Please reproduce the records below line for line, changing nothing.

Entries taken from a point annotation set:
==============================
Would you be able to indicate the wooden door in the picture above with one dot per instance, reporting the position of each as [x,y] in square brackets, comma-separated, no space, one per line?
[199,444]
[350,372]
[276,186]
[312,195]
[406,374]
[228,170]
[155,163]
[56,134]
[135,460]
==============================
Response to the exercise -
Would you be able to indicate the wooden door in the picture above with one dot per instance, reporting the position of each as [x,y] in square brackets, comma-separated, no space, one per line?
[199,444]
[350,372]
[276,186]
[312,195]
[406,374]
[228,170]
[155,163]
[56,134]
[135,460]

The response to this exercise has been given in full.